-- BEGIN ITEMS --

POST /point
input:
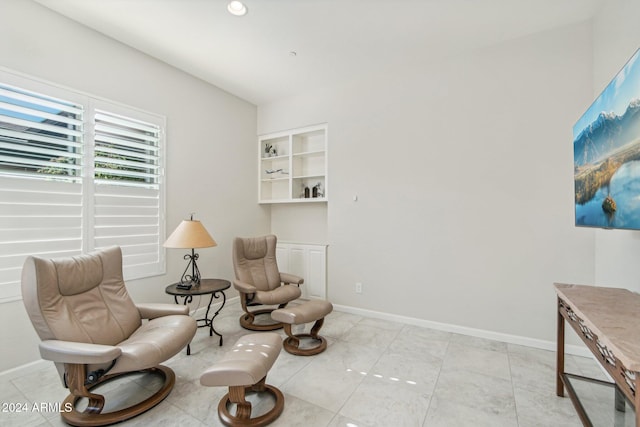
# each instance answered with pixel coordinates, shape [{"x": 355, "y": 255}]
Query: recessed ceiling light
[{"x": 237, "y": 8}]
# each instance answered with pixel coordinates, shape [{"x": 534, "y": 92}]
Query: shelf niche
[{"x": 291, "y": 162}]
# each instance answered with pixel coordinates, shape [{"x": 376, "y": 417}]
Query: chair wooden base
[
  {"x": 242, "y": 418},
  {"x": 247, "y": 319},
  {"x": 92, "y": 415}
]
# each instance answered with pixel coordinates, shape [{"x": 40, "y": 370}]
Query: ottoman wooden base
[
  {"x": 309, "y": 311},
  {"x": 244, "y": 368}
]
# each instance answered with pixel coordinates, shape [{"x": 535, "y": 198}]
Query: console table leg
[
  {"x": 636, "y": 399},
  {"x": 560, "y": 354},
  {"x": 619, "y": 400}
]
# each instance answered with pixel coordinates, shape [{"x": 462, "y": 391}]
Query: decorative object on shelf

-- END ITEMS --

- [STATED TASK]: Put every line of the rows above into a JSON list of strings, one string per line, with blank lines and picture lines left out.

- [THE ANSWER]:
[
  "POST /point",
  "input:",
  "# each instance answered with pixel coordinates, shape [{\"x\": 355, \"y\": 255}]",
  "Query: recessed ceiling light",
  "[{\"x\": 237, \"y\": 8}]",
  "# each instance answered with pixel coordinates, shape [{\"x\": 534, \"y\": 92}]",
  "Query: shelf niche",
  "[{\"x\": 291, \"y\": 162}]",
  "# each instance answered with pixel coordinates, shape [{\"x\": 376, \"y\": 417}]",
  "Query: chair wooden base",
  "[",
  "  {\"x\": 242, \"y\": 418},",
  "  {\"x\": 247, \"y\": 319},",
  "  {\"x\": 92, \"y\": 415}",
  "]",
  "# each instance answered with pixel coordinates, shape [{\"x\": 40, \"y\": 370}]",
  "Query: ottoman wooden base",
  "[",
  "  {\"x\": 309, \"y\": 311},",
  "  {\"x\": 244, \"y\": 368}",
  "]",
  "# each instance answered with pixel coordinates, shape [{\"x\": 535, \"y\": 198}]",
  "Query: console table leg",
  "[",
  "  {\"x\": 636, \"y\": 399},",
  "  {\"x\": 560, \"y\": 354},",
  "  {\"x\": 619, \"y\": 400}",
  "]",
  "# each instance answered with pixel coordinates, shape [{\"x\": 462, \"y\": 391}]",
  "Query: decorative object on shelf"
]